___ SUPPLIED PASSAGE

What happens when a nursing home patient signs an arbitration agreement with a 30-day rescission, or cooling-off, period and then dies before the end of that period? Is the agreement enforceable because it wasn’t rescinded? Or is it unenforceable because expiration of the 30-day period was a condition precedent to enforceability?
That was the question facing California’s Court of Appeal when Marlene LaBerge’s family sued the nursing home following her Oct. 5 death. The home moved to compel arbitration based on the agreement Marlene signed the previous Sept. 25. The trial court denied the motion, citing a 2009 decision squarely holding that such agreements are not effective until the 30-day period ends, Rodriguez v. Super. Ct., 176 Cal. App. 4th 1461.
On appeal, the nursing home argued that Rodriguez was bad law. The appellate court agreed and reversed the denial of the motion to compel arbitration. In reaching its conclusion, the court relied on the plain meaning of the words of the statute requiring the 30-day rescission period: “Once signed, such a contract governs … until or unless rescinded by written notice within 30 days … [italics added by court].” The court noted that the Legislature could have said that an agreement doesn’t become enforceable until the 30-day period lapses, but it chose not to.
A related question apparently never came up: what if within the 30-day period the personal representative of Marlene’s estate had undertaken to exercise the right of rescission on her behalf?
The case is Baker v. Italian Maple Holdings, D069797 (Cal. Ct. of Apps., 4th App. Dist., Div. 1, July 31, 2017).

______

WORK INSTRUCTIONS —
In the text on the nursing home arbitration case, what decision did the trial court cite when it denied the motion to compel arbitration?

___ RECORD SET

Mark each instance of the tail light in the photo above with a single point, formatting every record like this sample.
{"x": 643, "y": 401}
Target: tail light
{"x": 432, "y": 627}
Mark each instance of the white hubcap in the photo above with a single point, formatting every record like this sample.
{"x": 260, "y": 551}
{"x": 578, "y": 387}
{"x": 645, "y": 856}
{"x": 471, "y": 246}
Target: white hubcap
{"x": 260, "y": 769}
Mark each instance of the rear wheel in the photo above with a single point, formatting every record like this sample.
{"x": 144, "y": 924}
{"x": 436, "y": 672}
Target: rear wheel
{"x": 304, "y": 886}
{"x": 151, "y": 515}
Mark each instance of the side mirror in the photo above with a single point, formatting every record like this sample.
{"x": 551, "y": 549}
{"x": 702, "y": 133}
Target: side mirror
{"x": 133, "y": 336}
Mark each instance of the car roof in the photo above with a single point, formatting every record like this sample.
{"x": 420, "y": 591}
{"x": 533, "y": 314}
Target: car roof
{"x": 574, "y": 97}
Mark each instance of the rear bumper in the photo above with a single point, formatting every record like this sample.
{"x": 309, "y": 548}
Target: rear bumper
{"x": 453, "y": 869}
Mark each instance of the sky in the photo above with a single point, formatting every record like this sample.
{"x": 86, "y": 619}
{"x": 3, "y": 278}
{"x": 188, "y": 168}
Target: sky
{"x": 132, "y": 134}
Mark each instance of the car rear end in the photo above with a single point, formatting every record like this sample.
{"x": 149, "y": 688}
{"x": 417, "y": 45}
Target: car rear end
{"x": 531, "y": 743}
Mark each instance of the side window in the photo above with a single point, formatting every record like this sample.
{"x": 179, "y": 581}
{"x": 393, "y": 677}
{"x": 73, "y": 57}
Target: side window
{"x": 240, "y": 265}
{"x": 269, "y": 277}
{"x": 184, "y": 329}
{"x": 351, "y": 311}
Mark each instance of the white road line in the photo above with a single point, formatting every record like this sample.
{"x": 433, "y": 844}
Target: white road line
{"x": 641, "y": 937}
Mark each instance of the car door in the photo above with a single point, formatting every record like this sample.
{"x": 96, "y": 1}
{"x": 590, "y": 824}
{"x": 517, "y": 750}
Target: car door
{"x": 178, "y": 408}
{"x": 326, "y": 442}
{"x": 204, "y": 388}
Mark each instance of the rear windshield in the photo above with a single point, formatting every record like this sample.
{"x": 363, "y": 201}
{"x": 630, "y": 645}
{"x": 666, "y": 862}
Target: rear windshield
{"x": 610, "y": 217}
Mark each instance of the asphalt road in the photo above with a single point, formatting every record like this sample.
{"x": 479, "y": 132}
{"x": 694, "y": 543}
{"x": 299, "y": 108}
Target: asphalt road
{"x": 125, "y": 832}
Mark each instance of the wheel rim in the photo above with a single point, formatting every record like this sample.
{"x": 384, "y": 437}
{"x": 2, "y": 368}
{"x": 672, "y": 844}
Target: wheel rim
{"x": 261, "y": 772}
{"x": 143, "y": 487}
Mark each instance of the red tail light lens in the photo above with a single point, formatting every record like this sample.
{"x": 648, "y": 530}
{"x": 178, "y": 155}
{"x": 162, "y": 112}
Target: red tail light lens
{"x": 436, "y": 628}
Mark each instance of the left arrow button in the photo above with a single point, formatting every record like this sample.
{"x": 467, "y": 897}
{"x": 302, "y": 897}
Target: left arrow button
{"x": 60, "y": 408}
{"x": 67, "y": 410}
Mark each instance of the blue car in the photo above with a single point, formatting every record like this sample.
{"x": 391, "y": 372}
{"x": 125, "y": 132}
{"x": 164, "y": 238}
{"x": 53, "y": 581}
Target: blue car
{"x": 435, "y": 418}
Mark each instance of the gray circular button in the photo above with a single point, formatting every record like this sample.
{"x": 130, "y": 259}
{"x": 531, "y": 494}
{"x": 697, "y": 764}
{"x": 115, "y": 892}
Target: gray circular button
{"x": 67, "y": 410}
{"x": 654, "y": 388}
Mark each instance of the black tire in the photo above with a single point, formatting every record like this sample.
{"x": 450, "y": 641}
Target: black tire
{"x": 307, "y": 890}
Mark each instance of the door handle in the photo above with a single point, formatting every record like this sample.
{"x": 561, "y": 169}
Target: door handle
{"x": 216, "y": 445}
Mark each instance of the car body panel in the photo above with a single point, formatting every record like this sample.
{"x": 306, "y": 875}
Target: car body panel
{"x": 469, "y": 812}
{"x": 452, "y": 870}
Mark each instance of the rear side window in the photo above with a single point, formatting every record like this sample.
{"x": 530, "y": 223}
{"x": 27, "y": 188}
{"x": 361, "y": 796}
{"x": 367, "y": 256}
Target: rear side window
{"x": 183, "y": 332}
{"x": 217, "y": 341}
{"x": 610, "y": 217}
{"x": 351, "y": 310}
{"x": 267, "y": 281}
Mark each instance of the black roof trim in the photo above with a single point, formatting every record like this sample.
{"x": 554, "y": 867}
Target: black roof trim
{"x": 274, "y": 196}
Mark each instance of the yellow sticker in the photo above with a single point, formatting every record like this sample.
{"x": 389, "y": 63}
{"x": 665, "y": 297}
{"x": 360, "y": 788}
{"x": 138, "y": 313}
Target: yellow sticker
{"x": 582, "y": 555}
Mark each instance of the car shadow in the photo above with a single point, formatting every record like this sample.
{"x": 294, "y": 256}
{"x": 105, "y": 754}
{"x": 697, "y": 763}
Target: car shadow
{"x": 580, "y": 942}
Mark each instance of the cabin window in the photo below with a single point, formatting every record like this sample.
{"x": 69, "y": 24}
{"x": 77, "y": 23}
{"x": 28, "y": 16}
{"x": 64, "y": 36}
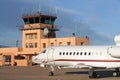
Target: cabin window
{"x": 66, "y": 53}
{"x": 44, "y": 45}
{"x": 74, "y": 53}
{"x": 44, "y": 51}
{"x": 89, "y": 53}
{"x": 81, "y": 53}
{"x": 63, "y": 53}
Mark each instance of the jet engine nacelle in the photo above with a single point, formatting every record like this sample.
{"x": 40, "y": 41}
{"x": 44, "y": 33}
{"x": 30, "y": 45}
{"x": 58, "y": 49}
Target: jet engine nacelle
{"x": 114, "y": 52}
{"x": 117, "y": 40}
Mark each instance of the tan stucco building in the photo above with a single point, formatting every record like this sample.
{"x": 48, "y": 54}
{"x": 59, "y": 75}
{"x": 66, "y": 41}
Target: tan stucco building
{"x": 38, "y": 33}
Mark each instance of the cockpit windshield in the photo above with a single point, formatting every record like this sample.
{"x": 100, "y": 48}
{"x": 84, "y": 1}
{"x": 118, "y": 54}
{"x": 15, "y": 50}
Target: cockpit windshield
{"x": 44, "y": 51}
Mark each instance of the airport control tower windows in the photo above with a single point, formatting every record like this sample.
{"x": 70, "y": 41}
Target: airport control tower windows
{"x": 26, "y": 20}
{"x": 37, "y": 19}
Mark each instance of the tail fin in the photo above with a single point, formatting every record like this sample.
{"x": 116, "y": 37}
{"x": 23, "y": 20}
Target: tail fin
{"x": 117, "y": 40}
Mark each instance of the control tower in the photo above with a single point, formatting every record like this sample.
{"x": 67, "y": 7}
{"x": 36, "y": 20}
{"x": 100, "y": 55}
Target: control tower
{"x": 37, "y": 26}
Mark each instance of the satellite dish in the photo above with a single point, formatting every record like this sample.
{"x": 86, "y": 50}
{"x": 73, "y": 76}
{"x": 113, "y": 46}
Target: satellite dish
{"x": 46, "y": 31}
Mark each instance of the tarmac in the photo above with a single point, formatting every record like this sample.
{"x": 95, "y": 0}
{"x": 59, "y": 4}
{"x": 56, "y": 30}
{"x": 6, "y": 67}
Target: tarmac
{"x": 38, "y": 73}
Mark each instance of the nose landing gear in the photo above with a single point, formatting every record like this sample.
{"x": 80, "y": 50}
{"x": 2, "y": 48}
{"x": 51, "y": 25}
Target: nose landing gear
{"x": 51, "y": 73}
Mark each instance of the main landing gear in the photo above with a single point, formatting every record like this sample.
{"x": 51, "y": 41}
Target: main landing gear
{"x": 116, "y": 73}
{"x": 51, "y": 73}
{"x": 92, "y": 74}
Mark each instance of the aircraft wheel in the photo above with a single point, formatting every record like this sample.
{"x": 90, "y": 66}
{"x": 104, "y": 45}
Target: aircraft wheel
{"x": 51, "y": 73}
{"x": 116, "y": 74}
{"x": 93, "y": 75}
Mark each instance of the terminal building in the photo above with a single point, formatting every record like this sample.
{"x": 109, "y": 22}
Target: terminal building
{"x": 38, "y": 33}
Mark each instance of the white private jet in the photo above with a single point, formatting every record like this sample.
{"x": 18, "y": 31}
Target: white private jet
{"x": 91, "y": 57}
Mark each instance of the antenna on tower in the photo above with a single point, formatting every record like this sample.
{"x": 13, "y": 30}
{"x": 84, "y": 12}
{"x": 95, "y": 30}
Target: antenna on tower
{"x": 46, "y": 32}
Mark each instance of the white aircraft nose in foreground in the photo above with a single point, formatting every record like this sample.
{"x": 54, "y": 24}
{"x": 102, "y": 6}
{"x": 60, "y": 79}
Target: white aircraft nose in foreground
{"x": 91, "y": 57}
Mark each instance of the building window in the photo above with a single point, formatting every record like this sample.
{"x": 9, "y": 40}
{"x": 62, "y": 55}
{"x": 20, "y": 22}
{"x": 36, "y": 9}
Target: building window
{"x": 30, "y": 45}
{"x": 27, "y": 45}
{"x": 35, "y": 45}
{"x": 52, "y": 44}
{"x": 82, "y": 43}
{"x": 68, "y": 43}
{"x": 44, "y": 45}
{"x": 60, "y": 43}
{"x": 31, "y": 36}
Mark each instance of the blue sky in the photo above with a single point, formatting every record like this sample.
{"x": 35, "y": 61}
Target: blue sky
{"x": 97, "y": 19}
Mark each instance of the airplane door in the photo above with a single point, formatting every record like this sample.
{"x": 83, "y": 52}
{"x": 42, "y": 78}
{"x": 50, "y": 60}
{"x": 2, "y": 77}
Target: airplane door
{"x": 50, "y": 56}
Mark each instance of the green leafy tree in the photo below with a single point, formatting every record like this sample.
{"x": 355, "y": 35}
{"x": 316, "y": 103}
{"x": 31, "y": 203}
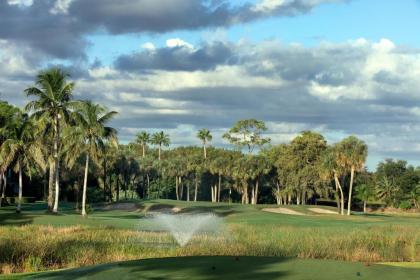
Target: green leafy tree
{"x": 22, "y": 149}
{"x": 365, "y": 192}
{"x": 351, "y": 155}
{"x": 52, "y": 106}
{"x": 205, "y": 136}
{"x": 160, "y": 139}
{"x": 387, "y": 190}
{"x": 9, "y": 116}
{"x": 247, "y": 133}
{"x": 143, "y": 138}
{"x": 331, "y": 170}
{"x": 88, "y": 136}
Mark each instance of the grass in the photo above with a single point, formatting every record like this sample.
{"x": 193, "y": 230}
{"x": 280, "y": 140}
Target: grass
{"x": 36, "y": 241}
{"x": 207, "y": 268}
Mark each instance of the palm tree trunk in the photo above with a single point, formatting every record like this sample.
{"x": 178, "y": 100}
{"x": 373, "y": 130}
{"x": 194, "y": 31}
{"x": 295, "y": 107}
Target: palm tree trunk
{"x": 57, "y": 164}
{"x": 256, "y": 192}
{"x": 19, "y": 204}
{"x": 176, "y": 188}
{"x": 350, "y": 191}
{"x": 196, "y": 188}
{"x": 181, "y": 191}
{"x": 85, "y": 186}
{"x": 337, "y": 197}
{"x": 148, "y": 185}
{"x": 341, "y": 193}
{"x": 51, "y": 186}
{"x": 105, "y": 186}
{"x": 57, "y": 187}
{"x": 2, "y": 187}
{"x": 118, "y": 188}
{"x": 219, "y": 187}
{"x": 3, "y": 193}
{"x": 205, "y": 149}
{"x": 188, "y": 192}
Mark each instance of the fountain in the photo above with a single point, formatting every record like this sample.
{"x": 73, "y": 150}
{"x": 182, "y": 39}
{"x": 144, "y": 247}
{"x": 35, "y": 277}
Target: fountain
{"x": 183, "y": 226}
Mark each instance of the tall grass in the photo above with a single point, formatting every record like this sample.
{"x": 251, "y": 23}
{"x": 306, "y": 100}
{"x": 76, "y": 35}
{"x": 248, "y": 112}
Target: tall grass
{"x": 35, "y": 248}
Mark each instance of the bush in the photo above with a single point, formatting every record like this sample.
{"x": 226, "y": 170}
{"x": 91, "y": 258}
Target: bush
{"x": 405, "y": 205}
{"x": 25, "y": 199}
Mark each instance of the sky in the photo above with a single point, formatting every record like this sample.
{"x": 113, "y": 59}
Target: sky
{"x": 338, "y": 67}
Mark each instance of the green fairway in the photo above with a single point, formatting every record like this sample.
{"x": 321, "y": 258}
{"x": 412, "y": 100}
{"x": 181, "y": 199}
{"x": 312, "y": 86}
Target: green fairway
{"x": 232, "y": 268}
{"x": 232, "y": 213}
{"x": 285, "y": 246}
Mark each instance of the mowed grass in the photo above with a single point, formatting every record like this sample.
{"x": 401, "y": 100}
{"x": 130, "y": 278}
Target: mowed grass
{"x": 233, "y": 214}
{"x": 207, "y": 268}
{"x": 36, "y": 241}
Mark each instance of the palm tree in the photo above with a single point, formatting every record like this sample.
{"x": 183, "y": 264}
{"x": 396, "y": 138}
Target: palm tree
{"x": 352, "y": 154}
{"x": 143, "y": 138}
{"x": 387, "y": 190}
{"x": 414, "y": 196}
{"x": 88, "y": 136}
{"x": 52, "y": 107}
{"x": 365, "y": 192}
{"x": 330, "y": 170}
{"x": 160, "y": 139}
{"x": 9, "y": 116}
{"x": 21, "y": 149}
{"x": 205, "y": 136}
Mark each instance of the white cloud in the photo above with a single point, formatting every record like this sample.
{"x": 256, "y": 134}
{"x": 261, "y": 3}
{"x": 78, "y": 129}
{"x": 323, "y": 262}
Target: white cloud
{"x": 20, "y": 2}
{"x": 61, "y": 7}
{"x": 177, "y": 42}
{"x": 148, "y": 46}
{"x": 269, "y": 5}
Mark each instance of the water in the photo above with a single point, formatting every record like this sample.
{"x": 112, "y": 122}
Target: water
{"x": 183, "y": 226}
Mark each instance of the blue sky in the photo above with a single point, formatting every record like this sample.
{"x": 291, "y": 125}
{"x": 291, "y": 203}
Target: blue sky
{"x": 340, "y": 67}
{"x": 332, "y": 22}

______

TASK RESPONSE —
Rodriguez v. Super. Ct., 176 Cal. App. 4th 1461, a 2009 decision.